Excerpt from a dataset
***

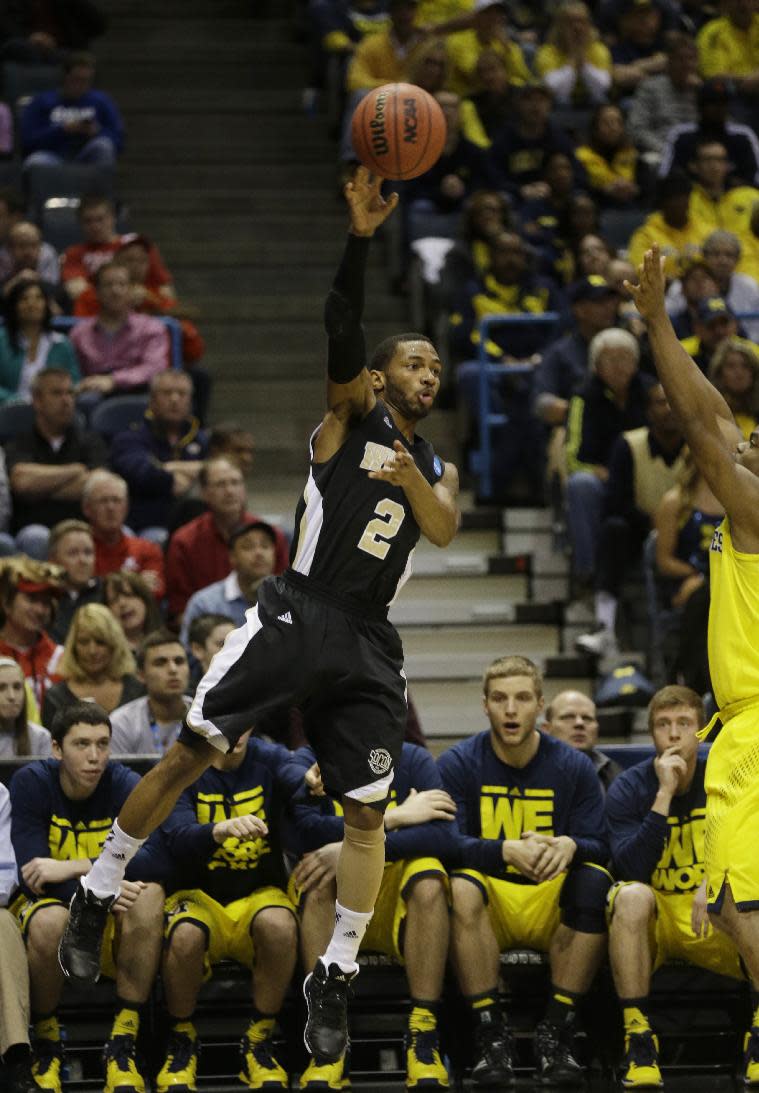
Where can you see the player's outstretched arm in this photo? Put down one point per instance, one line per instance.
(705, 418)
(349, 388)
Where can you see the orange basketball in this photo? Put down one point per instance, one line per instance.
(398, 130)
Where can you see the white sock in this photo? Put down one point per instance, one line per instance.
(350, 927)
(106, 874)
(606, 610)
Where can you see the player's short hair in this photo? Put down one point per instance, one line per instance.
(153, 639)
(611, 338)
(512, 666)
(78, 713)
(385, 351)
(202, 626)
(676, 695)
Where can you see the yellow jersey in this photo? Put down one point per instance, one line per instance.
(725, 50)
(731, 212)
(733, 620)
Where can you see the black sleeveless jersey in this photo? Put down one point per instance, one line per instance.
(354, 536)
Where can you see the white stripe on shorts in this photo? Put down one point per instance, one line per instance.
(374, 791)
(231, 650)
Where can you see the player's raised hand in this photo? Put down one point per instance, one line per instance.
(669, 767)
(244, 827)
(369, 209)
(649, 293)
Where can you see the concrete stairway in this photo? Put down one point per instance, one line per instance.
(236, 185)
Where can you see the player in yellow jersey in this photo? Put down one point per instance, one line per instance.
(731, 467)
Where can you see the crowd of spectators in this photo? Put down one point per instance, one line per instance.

***

Rewrite everything from the line containing "Where can you see the player's raised" down to the last line, swapping "concrete stairway" for "stone staircase" and leaving the rest untouched.

> [FINAL ANSWER]:
Where can you see the player's raised hand in this photo? Put down one point per instance, one line per instance.
(669, 767)
(244, 827)
(369, 209)
(649, 293)
Where can you see the stone staircase in this photo? Put down one point per instance, one line per instance.
(236, 185)
Where can you see the player in yellow jersey in this photo? Put down one point per instance, one line per instance.
(731, 467)
Where can you see the crowd of spectators in this photo? Put down one point per instance, one line per instance.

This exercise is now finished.